### Directive:
Can you continue the viewpoint column on FOIA requests and municipal costs, starting right after its final sentence?

Viewpoint: When all is said and done, FOIAs are just part of doing business

Statistics, an old editor once said, can be squirrely things. His favorite example was this – if you have 10 women in a room and one woman is pregnant and the other nine are virgins, statistically, all 10 are 10 percent pregnant and 90 percent virgins. To this day, I think he had too much time on his hands.

Pregnancies aside, his point is well taken – with a little mathematical ingenuity, you can twist statistics any way you want.

If you take into consideration a recent report by the Daily Herald, many municipalities are being overrun with FOIA requests, some increasing by as much as 50 percent in the past two years. Villages are also noticing that with the increase in requests comes an increase in costs.

But why the increase? Is there a plethora of public watchdogs coming out of the woodwork to see how their village government works? Possibly. However, Herald reporter Melissa Silverberg noted in her report that many municipalities attribute the increase to the fact that information from police departments that used to be easily accessible now requires a FOIA request. The reality is that some departments do that in a way to curtail the number of requests by folks who just want to look at police reports.

Silverberg told me in an email that what prompted the story was a discussion of FOIA costs during a budget meeting in Arlington Heights. Silverberg cites only Assistant Village Attorney Robin Ward. The time spent responding to FOIA requests “…is significant,” Ward said. “There are weeks we spend 50 to 60 percent of our time on it; other times it could be 5 percent.” No costs for handling FOIA requests in Arlington Heights were cited.

### Dataset extract:
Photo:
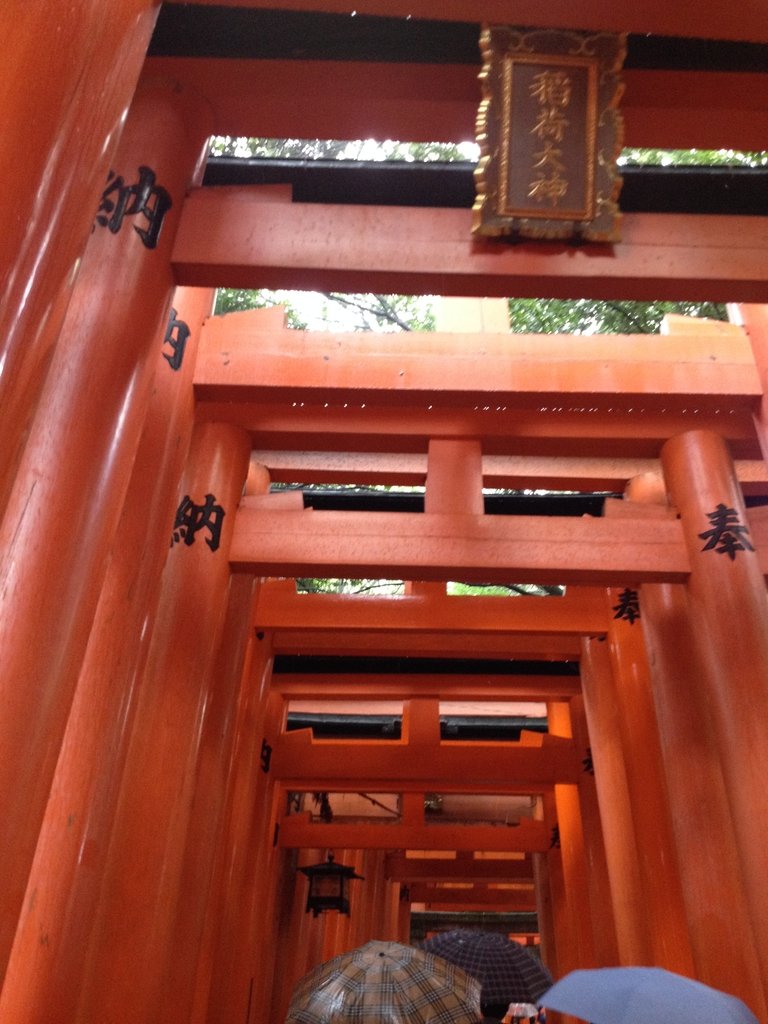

### Exercise response:
For that matter, no municipality cited costs as a hardship. Silverberg cited only Hawthorn Woods, which reported that it cost $4,247.59 to handle 85 requests. Those costs, the report said, were for copying, staff time and legal costs.

Hawthorn Woods appears to be an anomaly. According to Megan Fulara, Deputy City Clerk in Highland Park, The city handled 789 FOIA requests in the past 12 months. She noted in an email that “The great majority of requests are responded to electronically; therefore no ‘cost’ is incurred. Unfortunately, we cannot quantify the labor of our staff in the research and response time for each of these requests so the actual material cost of responses (data CDs, postage, reproduction of documents) is negligible.”

Fulara noted that the numbers do not include transactions by the Highland Park Police Department, which in the past 12 months handled 186 transactions totaling $4,409 for copies of accident reports.  The department charges $5 for each police report.

Rolling Meadows spends about 21 hours a week handling FOIA requests, but FOIA officer Ginny Cotugno says it’s hard to pinpoint the cost for processing FOIA requests because “This amount of time would vary greatly depending on the type of request and the research involved in some of these requests.  It could go much higher and then could be a lot less.”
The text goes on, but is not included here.